Set down, please, without alteration, the lines of the entries below from the first through the one containing "Basketball play breakdown — mark the snow-covered tree".

[Dataset entries]
:::::

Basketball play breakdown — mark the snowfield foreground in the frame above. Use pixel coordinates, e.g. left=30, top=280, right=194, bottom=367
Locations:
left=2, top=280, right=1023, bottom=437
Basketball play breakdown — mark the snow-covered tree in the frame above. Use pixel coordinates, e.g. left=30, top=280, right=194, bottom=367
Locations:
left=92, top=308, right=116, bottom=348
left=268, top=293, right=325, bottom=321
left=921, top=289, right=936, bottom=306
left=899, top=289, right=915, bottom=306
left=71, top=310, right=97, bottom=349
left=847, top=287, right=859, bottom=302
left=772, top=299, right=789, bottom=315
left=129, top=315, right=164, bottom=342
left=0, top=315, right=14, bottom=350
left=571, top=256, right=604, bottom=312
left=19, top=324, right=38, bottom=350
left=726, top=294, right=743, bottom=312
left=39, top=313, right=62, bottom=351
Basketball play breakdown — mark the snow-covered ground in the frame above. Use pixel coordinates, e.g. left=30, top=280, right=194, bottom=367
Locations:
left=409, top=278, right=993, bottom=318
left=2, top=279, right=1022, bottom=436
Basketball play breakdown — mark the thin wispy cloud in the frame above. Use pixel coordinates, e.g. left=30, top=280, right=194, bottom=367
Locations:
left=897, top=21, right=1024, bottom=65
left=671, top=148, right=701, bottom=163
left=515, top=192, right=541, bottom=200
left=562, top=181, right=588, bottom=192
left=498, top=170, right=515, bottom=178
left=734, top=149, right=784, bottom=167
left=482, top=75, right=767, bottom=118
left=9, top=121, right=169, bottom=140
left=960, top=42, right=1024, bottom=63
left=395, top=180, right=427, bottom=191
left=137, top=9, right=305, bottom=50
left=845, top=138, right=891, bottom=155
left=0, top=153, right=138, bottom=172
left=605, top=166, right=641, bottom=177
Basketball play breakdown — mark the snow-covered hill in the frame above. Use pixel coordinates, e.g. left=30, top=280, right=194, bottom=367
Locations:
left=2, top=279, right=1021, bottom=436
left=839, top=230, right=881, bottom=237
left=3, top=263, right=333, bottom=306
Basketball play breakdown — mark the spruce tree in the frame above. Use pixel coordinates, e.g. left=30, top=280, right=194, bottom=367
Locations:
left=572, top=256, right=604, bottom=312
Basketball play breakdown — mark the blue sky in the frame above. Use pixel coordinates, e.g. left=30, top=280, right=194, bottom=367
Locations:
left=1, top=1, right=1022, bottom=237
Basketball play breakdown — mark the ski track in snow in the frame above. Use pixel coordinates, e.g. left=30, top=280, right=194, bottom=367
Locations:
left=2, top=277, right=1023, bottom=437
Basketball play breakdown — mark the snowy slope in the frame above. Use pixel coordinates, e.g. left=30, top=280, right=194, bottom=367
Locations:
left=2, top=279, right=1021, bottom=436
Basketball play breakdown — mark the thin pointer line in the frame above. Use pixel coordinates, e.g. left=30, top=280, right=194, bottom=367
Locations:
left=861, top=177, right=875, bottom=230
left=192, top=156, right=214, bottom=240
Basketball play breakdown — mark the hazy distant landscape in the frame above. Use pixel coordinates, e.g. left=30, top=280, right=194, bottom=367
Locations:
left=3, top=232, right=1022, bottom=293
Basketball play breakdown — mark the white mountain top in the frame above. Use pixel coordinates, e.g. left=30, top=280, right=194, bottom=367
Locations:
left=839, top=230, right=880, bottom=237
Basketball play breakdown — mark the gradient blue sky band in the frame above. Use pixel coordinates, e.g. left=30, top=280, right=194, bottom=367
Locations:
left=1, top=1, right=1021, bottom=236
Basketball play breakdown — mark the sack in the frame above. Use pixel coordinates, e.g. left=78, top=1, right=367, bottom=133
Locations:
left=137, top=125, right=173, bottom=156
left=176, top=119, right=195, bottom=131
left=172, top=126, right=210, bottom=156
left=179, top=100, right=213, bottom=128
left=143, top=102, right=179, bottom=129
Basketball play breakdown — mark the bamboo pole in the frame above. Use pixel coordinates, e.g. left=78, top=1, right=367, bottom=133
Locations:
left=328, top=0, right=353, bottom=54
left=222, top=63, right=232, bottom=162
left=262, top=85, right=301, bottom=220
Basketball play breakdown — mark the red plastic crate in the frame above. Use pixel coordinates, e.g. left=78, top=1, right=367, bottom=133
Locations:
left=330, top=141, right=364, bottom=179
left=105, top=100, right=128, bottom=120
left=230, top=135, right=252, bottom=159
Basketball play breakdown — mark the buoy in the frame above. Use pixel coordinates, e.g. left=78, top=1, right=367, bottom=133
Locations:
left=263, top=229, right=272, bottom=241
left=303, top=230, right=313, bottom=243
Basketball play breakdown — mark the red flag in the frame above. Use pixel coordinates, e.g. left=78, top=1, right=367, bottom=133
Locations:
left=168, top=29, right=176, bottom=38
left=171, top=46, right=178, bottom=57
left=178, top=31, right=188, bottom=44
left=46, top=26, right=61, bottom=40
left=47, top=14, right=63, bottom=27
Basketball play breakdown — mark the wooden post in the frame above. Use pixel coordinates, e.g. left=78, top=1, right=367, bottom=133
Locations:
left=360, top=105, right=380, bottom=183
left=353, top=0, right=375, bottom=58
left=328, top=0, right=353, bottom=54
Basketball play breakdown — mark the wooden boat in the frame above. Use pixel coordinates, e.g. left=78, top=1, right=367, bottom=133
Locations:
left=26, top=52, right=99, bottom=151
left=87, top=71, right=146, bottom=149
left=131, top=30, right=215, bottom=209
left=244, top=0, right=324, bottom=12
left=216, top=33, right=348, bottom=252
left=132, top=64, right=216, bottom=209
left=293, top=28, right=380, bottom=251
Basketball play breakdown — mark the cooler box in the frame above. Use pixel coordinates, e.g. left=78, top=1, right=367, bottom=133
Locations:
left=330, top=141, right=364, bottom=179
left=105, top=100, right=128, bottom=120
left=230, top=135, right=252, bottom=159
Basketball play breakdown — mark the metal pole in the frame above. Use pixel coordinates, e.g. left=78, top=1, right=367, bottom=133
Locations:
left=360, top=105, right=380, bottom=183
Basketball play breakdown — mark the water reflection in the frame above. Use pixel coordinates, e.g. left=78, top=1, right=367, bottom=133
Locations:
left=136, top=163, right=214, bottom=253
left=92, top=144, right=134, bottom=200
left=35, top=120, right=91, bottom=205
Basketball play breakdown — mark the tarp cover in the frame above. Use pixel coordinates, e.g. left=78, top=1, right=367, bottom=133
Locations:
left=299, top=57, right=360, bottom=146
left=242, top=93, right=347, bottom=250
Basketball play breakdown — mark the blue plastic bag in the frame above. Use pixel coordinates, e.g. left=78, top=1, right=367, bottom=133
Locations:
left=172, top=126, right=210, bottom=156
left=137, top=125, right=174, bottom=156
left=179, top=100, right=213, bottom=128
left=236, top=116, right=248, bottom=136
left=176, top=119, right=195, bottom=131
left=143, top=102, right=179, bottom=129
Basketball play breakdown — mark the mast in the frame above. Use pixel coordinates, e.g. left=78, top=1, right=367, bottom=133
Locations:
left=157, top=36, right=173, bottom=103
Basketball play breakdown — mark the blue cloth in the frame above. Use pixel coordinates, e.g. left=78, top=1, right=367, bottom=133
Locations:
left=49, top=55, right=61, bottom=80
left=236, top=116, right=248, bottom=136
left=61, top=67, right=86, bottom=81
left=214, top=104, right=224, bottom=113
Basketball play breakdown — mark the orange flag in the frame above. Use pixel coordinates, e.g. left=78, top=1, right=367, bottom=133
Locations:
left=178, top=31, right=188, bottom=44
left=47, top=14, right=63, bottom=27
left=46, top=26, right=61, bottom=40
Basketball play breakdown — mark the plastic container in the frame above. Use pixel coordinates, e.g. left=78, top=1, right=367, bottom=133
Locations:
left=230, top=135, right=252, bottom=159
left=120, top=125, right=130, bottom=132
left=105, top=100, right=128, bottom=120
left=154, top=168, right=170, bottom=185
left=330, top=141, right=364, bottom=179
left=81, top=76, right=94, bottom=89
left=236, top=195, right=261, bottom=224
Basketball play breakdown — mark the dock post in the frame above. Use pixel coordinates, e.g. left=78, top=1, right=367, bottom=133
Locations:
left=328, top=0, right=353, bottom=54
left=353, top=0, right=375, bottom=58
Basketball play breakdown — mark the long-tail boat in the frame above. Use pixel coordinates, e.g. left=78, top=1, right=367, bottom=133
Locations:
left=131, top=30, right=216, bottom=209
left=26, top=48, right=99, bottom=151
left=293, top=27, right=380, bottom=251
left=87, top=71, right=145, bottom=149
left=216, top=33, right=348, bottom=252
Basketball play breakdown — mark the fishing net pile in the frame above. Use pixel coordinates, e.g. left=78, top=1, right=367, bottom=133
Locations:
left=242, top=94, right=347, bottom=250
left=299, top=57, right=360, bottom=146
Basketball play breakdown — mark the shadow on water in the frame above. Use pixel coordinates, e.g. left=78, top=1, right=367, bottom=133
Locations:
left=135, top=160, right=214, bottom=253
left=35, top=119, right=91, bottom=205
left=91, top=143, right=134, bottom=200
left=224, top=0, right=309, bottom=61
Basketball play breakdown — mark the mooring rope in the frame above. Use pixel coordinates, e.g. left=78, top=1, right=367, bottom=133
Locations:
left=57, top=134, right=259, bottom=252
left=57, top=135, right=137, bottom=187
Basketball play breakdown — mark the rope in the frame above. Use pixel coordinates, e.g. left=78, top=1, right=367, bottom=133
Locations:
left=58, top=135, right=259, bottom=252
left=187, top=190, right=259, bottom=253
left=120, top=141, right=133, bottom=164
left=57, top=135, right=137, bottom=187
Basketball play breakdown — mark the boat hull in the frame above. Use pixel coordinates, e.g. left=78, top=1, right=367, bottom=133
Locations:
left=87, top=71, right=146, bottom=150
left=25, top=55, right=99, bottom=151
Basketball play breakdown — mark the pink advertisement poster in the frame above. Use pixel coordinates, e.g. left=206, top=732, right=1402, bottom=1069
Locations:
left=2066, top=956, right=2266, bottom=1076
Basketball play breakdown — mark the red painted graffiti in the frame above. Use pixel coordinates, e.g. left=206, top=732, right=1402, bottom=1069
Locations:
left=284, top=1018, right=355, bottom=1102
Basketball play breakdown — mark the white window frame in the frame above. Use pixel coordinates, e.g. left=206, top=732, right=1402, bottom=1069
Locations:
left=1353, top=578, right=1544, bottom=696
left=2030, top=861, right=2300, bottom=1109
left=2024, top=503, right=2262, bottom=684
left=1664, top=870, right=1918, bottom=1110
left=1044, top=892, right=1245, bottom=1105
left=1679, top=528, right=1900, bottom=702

:::::

▶ _SOLUTION FOR THIS TASK_:
Basketball play breakdown — mark the snowfield foreground in the frame above. Use pixel coordinates, e.g. left=30, top=280, right=194, bottom=367
Locations:
left=2, top=280, right=1023, bottom=437
Basketball play breakdown — mark the snow-covered tree in the frame above. Use pixel coordinates, e.g. left=30, top=280, right=194, bottom=367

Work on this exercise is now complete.